*Required action 1*. In the review of The Baron of Arizona, why does Reavis marry Sofia? Answer in one to three sentences.
*Required action 2*. Continue the review of The Baron of Arizona from its last sentence.

*Selected excerpt*.
┌──
‘FASCINATING TRUE STORY… of the most daring rogue the world has ever known!’
Cult writer-director Samuel Fuller’s 1950 The Baron of Arizona is the intriguing, offbeat Western tale of 19th-century clerk James Addison Reavis who, along with his wife Sofia, plotted to claim most of the state of Arizona with fake land deeds, painstakingly forged over years. Stealing Arizona might have been a good title for the movie.
When the US Government recognises land grants made when the West was under Spanish rule, Reavis has the idea to forge a chain of historical evidence that makes the foundling Sofia the Baroness of Arizona. So Reavis marries her and claims almost the entire Arizona territory for both of them.
Vincent Price exuberantly – though convincingly and engagingly – plays the real-life grand-scale master swindler ‘The Baron’, and it is a great yarn spiritedly directed by Fuller. The cheap production (only $135,000), quick filming – it was shot in just 15 days – and a slightly undernourished screenplay let it down very slightly, but otherwise this is a very good movie from Fuller, with James Wong Howe’s black and white photography an obvious asset.
└──
*Records supplied*.
┌──
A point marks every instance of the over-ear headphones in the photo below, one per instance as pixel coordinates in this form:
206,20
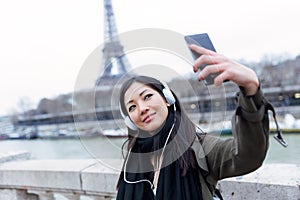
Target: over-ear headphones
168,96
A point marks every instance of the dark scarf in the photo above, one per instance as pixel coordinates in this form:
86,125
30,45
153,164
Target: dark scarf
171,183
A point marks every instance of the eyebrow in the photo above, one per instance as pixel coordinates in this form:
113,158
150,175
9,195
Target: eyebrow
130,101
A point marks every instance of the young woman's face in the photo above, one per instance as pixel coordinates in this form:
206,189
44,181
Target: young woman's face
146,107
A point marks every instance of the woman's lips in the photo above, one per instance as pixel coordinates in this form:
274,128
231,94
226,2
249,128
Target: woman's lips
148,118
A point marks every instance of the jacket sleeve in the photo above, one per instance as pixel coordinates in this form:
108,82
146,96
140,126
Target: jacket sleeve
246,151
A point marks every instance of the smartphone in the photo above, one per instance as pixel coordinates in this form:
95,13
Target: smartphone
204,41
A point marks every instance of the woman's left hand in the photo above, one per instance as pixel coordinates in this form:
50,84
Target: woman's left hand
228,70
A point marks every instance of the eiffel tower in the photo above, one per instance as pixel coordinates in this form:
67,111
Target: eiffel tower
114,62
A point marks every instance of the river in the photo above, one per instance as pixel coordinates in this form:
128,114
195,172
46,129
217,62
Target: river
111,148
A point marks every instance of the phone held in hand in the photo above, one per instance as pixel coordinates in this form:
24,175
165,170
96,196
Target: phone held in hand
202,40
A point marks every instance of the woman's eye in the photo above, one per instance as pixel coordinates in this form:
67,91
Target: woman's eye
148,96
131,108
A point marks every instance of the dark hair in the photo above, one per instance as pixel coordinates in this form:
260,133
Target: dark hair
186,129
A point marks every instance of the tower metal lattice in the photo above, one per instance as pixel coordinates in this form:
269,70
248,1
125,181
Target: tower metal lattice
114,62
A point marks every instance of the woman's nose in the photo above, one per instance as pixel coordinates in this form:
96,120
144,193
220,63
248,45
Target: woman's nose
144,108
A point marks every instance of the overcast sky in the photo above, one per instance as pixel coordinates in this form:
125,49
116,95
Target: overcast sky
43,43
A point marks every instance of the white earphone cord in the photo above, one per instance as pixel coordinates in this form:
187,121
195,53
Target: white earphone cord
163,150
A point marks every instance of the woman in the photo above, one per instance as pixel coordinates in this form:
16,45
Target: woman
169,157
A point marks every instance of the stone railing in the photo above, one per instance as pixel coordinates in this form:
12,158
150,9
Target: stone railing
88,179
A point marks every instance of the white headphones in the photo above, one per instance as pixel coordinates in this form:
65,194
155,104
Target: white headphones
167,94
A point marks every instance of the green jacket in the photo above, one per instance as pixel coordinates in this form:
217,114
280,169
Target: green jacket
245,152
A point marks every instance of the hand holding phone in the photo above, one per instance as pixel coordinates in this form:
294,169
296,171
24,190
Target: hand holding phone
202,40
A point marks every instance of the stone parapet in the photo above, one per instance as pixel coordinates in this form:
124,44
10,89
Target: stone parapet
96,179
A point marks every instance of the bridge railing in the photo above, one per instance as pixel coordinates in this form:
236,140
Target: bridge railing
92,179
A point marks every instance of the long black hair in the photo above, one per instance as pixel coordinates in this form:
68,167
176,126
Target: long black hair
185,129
└──
*Response box 1*. Reavis forges a chain of historical evidence that makes the foundling Sofia the Baroness of Arizona. The US Government recognizes land grants from the time of Spanish rule. By marrying her, he can claim almost the entire Arizona territory for both of them.

*Response box 2*.
Also in the cast are Ellen Drew as Sofia de Peralta-Reavis ‘The Baroness’, Beulah Bondi as Loma, Vladimir Sokoloff as Pepito, Reed Hadley as Griff, Robert Barrat as Judge, Robin Short as Lansing, Barbara Woodell, Tina Pine [Tina Rome] as Rita, Margia Dean, Edward Keane, I Stanford Jolley, Jonathan Hale, Karen Kester, Fred Kohler Jr and Gene Roth.
The Baron of Arizona was filmed at Corriganville, the Ray Corrigan Ranch, Simi Valley, California. A print is preserved by the US Museum of Modern Art.
Reavis (1843-1914) paid a fine of $5,000 and served two years in jail after he was found guilty of attempting to steal most of Arizona by forging land grant documents.
In 1939, it was announced that Edward G Robinson would play Reavis in Warner Bros’ Prince of Imposters, with Brenda Marshall co-starring and Anatole Litvak directing, but it never happened.
The Baron of Arizona runs 97 minutes, is made by Deputy Corporation, is released by Lippert Pictures (1950) (US) and Exclusive Films (1950) (UK), is produced by Carl K Hittleman and scored by Paul Dunlap.